I don't need to write an article asking where everyone stands on people talking during movie screenings. We've all collectively decided as a society that anything beyond the occasional one sentence whisper during a movie is abhorrent and should possibly be someday punished by brief imprisonment. So, apart from a few scoundrels, we're all on the same page there, at least once the movie starts. During the previews, however, there doesn't seem to be any social norms a high percentage of us have agreed on. Instead, there seems to be three distinct camps.
Let's split them up...
People With No Issue Talking At Normal Volume
The lights being lowered means nothing to these people. They have paid their $12.50 to see Horrible Bosses 2. They have not paid for Bridge Of Spies or Chappie to advertise at them. As such, they have no qualms full volume talking about the upcoming movie being previewed and/ or discussing unrelated subjects like the rising price of movie theater popcorn or the pros and cons of having too many purse compartments vs not enough purse compartments. Now and again, they'll hit up their phone too. Why not? After all, it's their last chance before the real movie starts and they need to know if Hank texted about whether that party is happening later or if new Candy Crush lives are available.

--------------------------------

• Given request
From the piece on talking during movie previews above, write out everything from "Let's split them" down to "lives are available." word for word.

• Data lines
--------------------------------

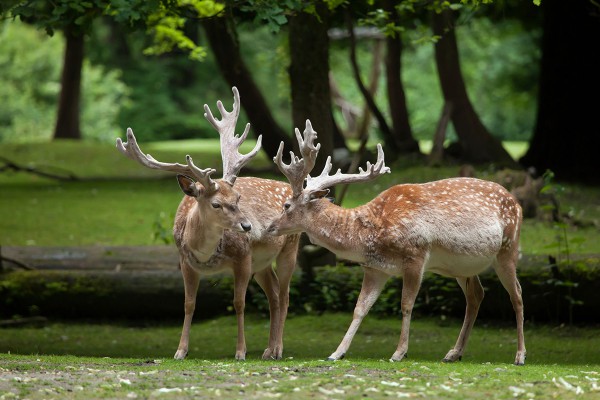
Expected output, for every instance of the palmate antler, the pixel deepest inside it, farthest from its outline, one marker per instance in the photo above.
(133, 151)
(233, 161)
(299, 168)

--------------------------------

• Task response
Let's split them up...
People With No Issue Talking At Normal Volume
The lights being lowered means nothing to these people. They have paid their $12.50 to see Horrible Bosses 2. They have not paid for Bridge Of Spies or Chappie to advertise at them. As such, they have no qualms full volume talking about the upcoming movie being previewed and/ or discussing unrelated subjects like the rising price of movie theater popcorn or the pros and cons of having too many purse compartments vs not enough purse compartments. Now and again, they'll hit up their phone too. Why not? After all, it's their last chance before the real movie starts and they need to know if Hank texted about whether that party is happening later or if new Candy Crush lives are available.